# TASK PROMPT
Where a line looks odd, keep it as it is and transcribe all the material.

::::::

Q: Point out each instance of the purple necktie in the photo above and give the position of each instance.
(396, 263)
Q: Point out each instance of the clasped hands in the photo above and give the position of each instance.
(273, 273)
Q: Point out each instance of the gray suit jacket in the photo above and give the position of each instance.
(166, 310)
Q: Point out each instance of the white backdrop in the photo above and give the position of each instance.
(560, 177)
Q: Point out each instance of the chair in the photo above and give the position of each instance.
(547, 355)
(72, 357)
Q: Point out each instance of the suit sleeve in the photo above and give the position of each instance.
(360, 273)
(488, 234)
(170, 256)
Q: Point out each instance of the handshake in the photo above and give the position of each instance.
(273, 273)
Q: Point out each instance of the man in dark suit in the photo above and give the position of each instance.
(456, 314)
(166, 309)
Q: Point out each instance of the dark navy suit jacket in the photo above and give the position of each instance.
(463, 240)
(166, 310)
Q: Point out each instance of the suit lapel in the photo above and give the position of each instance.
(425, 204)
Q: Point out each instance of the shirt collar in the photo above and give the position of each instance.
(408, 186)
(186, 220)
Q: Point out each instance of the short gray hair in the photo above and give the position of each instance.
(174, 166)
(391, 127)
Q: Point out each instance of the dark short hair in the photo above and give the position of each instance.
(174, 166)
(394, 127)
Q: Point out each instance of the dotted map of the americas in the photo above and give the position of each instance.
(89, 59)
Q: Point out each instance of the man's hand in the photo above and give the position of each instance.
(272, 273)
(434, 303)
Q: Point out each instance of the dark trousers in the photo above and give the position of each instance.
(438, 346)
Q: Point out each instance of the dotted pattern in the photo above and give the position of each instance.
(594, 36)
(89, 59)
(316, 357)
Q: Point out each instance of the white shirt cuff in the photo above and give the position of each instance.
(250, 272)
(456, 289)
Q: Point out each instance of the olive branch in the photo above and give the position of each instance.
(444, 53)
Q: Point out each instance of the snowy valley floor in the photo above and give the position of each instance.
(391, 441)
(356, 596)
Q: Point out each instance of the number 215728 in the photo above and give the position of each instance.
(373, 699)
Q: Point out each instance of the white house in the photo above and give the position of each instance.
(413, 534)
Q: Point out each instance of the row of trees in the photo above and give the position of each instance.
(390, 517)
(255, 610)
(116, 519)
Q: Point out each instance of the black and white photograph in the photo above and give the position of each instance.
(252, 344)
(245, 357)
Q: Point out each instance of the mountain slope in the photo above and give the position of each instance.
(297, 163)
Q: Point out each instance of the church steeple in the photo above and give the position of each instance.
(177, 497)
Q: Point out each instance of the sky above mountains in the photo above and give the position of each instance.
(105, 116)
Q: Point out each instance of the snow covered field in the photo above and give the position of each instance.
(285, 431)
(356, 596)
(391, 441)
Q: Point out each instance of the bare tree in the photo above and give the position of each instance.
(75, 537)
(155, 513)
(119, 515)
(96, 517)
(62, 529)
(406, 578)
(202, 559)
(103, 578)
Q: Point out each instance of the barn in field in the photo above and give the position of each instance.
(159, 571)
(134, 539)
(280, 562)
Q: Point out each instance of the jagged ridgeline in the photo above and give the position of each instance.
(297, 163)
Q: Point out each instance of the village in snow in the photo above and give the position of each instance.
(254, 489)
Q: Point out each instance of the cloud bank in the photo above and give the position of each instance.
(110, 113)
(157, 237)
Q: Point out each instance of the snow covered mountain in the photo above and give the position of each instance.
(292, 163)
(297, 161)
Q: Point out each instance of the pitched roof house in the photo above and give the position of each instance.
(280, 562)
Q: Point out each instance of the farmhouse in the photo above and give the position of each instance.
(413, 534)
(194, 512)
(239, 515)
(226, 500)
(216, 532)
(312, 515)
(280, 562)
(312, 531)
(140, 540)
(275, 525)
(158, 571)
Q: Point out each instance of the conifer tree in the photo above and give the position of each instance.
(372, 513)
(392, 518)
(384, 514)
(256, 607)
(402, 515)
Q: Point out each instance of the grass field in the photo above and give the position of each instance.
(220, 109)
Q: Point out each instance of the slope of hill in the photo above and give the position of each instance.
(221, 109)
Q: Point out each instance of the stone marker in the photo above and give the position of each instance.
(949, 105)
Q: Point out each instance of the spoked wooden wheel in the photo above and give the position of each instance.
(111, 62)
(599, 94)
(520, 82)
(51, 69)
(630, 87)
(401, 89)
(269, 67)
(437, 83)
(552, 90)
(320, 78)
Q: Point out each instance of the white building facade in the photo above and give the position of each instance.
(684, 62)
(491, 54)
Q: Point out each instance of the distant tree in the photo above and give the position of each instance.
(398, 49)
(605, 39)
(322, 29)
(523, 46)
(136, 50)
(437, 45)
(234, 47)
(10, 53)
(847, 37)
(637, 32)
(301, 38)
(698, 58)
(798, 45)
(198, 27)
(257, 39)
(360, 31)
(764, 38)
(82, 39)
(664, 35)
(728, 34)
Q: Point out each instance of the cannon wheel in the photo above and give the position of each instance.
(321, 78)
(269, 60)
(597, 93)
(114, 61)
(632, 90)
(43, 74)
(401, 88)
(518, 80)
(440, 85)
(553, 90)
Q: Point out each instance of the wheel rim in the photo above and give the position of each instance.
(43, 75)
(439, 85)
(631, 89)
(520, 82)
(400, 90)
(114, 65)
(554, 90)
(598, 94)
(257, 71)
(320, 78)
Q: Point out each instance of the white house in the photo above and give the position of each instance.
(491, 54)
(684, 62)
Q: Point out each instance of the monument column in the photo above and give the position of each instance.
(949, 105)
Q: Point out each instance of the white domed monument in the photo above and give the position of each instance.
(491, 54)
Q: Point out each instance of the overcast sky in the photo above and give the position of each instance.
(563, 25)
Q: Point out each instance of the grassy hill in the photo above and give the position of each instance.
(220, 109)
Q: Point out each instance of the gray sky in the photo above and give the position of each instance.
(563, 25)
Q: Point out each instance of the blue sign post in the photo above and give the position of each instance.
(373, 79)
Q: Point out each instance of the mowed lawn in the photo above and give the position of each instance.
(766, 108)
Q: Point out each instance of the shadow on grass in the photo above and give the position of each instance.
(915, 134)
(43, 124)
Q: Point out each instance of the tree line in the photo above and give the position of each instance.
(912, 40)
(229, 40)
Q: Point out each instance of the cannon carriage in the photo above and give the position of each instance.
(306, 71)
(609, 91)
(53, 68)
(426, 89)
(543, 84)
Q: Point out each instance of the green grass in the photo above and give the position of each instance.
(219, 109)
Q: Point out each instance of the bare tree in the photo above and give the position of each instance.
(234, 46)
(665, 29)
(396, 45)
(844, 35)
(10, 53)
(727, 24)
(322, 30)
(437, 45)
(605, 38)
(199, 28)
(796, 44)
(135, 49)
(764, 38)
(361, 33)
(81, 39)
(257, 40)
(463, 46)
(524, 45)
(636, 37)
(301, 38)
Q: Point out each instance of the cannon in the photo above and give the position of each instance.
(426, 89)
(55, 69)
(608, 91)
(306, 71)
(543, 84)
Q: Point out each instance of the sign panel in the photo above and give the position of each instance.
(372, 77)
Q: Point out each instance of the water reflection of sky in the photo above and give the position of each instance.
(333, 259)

::::::

# THE ANSWER
Q: Point out each instance of the purple necktie in the photo above and give the position of each instance.
(396, 263)
Q: Point out each instance of the clasped hands in the photo above and give the position of each instance.
(273, 273)
Q: Point out each instance of the gray suit jacket in the photo above and give the position of each instance.
(166, 310)
Q: Point out each instance of the white backdrop in the photo above and give the position of each instance.
(560, 177)
Q: Point out each instance of the chair in the photo above and give the position of each instance.
(547, 355)
(72, 357)
Q: Point out each instance of the suit sleeve in the photo above and give the position of each instance.
(360, 273)
(488, 234)
(170, 256)
Q: Point out each instance of the handshake in the photo above and give the position of each instance.
(273, 273)
Q: Point out each instance of the man in dark suit in the photo above and give the position of each instance.
(456, 314)
(166, 309)
Q: Point out each instance of the dark navy suit jacket in the photo above and give the position of each instance.
(463, 240)
(166, 310)
Q: Point out each instance of the suit lapel in the photo above and give the position of each instance.
(425, 204)
Q: Point out each instance of the shirt collar in the photo above and give the position of each instance.
(408, 186)
(186, 220)
Q: Point out each instance of the short gray hair in the photo above and give the position of each instance.
(174, 166)
(391, 127)
Q: Point out each instance of the dark short hair in the photo above and give the position of each instance.
(174, 166)
(394, 127)
Q: Point out each instance of the dotted map of the americas in the photo above and give the position of each instance.
(89, 59)
Q: Point out each instance of the man's hand in the photo above and give the position of each instance.
(272, 273)
(434, 303)
Q: Point out each instance of the dark trousers in the photo above and give the position of each instance.
(438, 346)
Q: Point out each instance of the dotted pattern in the photo above and give the position of each instance.
(594, 36)
(89, 59)
(316, 357)
Q: Point out each instance of the white shirt cuff in the photo above and give the position of each instance.
(250, 272)
(456, 289)
Q: Point out each instance of the olive branch in the photo above and give the position of each instance.
(444, 53)
Q: Point out each instance of the snowy valley floor in the photo above and give the position of each instance.
(391, 441)
(356, 596)
Q: Point out each instance of the number 215728 in the photo above and give the position of each instance.
(373, 699)
Q: Point out each instance of the white house in the photo above and give the position of each instance.
(413, 534)
Q: Point out each instance of the row of trees in the photo above and give the position of each instance.
(390, 517)
(255, 610)
(116, 519)
Q: Point out each instance of the black and white photograph in the photo above and give the position of each instance.
(252, 344)
(245, 357)
Q: Point out each instance of the mountain slope in the photo above and give the position of each instance.
(297, 163)
Q: Point out each instance of the church steeple in the photo above and give the position of each instance.
(177, 497)
Q: Point out each instance of the sky above mountains in the photo above and give the position of each instance.
(105, 116)
Q: Point out each instance of the snow covered field in the photo above and give the position of each instance.
(285, 431)
(356, 596)
(391, 441)
Q: Point out each instance of the bare tree in the photo above and give the position of each instance.
(75, 537)
(155, 513)
(119, 515)
(96, 517)
(62, 529)
(406, 578)
(202, 559)
(103, 578)
Q: Point out each instance of the barn in field in the photo above and give the position of each instance.
(159, 571)
(134, 539)
(280, 562)
Q: Point out each instance of the jagged ridgeline in the photo above and give the position of each instance.
(297, 163)
Q: Point out each instance of the village in snow in the photo above and give the position of each instance.
(254, 489)
Q: Point out each instance of the cloud bank in the photo above and give the position of each instance.
(110, 113)
(157, 237)
Q: Point out each instance of the snow covered mountain in the photo above and give the position of each instance.
(292, 163)
(297, 161)
Q: Point out each instance of the pitched roof house in the photo above and give the position of each instance.
(280, 562)
Q: Point out each instance of the farmhouse in the photo above and give the position of each instance.
(413, 534)
(194, 512)
(239, 515)
(226, 500)
(216, 532)
(312, 515)
(280, 562)
(312, 531)
(140, 540)
(275, 525)
(158, 571)
Q: Point out each instance of the conifer tree in the photo above and give the position of each instance.
(372, 513)
(392, 518)
(384, 514)
(256, 607)
(402, 515)
Q: Point out each instance of the grass field in the photo above and give the position of each instance.
(220, 109)
Q: Point out each instance of the slope of hill in the photo above and give the position of each instance.
(221, 109)
Q: Point out each instance of the stone marker in the photo above and give the position of each instance.
(949, 105)
Q: Point out each instance of the spoked wooden wheel in the photo above and give the position of each instance.
(111, 62)
(599, 94)
(520, 82)
(51, 69)
(630, 87)
(401, 89)
(269, 67)
(437, 83)
(552, 90)
(320, 78)
Q: Point out each instance of the white building facade in the photo above and give the position of each instance.
(684, 62)
(491, 54)
Q: Point out each instance of the distant tree in the photo above and give the position of each instance.
(398, 49)
(605, 39)
(322, 29)
(523, 46)
(136, 50)
(437, 45)
(234, 47)
(10, 53)
(847, 37)
(637, 32)
(301, 38)
(698, 58)
(798, 45)
(198, 27)
(257, 39)
(360, 31)
(764, 38)
(82, 39)
(664, 35)
(728, 34)
Q: Point out each instance of the cannon wheel in the photo above and give the position of each instance.
(321, 78)
(269, 60)
(597, 93)
(114, 61)
(632, 90)
(43, 74)
(401, 88)
(518, 80)
(440, 85)
(553, 90)
Q: Point out each instance of the wheel rim in the photo above and give the position of each instance.
(43, 75)
(439, 85)
(631, 89)
(520, 82)
(400, 90)
(114, 65)
(554, 90)
(598, 94)
(257, 71)
(320, 78)
Q: Point out each instance of the white house in the photo above and give the position of each instance.
(491, 54)
(684, 62)
Q: Point out each instance of the monument column in the photo above and give the position of each instance.
(949, 105)
Q: Point out each instance of the white domed monument in the photo above and give the position of each instance.
(491, 54)
Q: Point out each instance of the overcast sky in the photo above and give the position of each instance.
(563, 25)
Q: Point out each instance of the grassy hill in the photo above and give the position of each instance.
(220, 109)
Q: Point out each instance of the gray sky in the photo above and give the position of each instance.
(563, 25)
Q: Point out each instance of the blue sign post in the photo above and give the position of each instance.
(373, 79)
Q: Point out each instance of the mowed lawn in the photo above and give the position of each instance.
(766, 108)
Q: Point out each instance of the shadow on grass in the photo above and give the position of each instance.
(915, 134)
(43, 124)
Q: Point out each instance of the tree line in the photo above and give the position of each instance.
(912, 40)
(229, 40)
Q: Point out each instance of the cannon carriage in the photo above and give the position of each instance.
(306, 71)
(609, 91)
(53, 68)
(426, 89)
(543, 84)
Q: Point out each instance of the green grass in the photo above and give the position of each instance.
(219, 109)
Q: Point out each instance of the bare tree in the photo above and give the position of each instance.
(234, 46)
(665, 29)
(396, 45)
(844, 35)
(10, 53)
(727, 24)
(322, 30)
(437, 45)
(605, 38)
(199, 28)
(796, 44)
(135, 49)
(764, 38)
(361, 33)
(81, 39)
(257, 40)
(463, 46)
(524, 45)
(636, 37)
(301, 38)
Q: Point out each instance of the cannon in the photo above and give the position of each instance.
(426, 89)
(55, 69)
(608, 91)
(306, 71)
(543, 84)
Q: Point out each instance of the sign panel in the photo above and give the position of each instance.
(372, 77)
Q: Point out each instance of the water reflection of sky in the photo above and give the position of each instance.
(333, 259)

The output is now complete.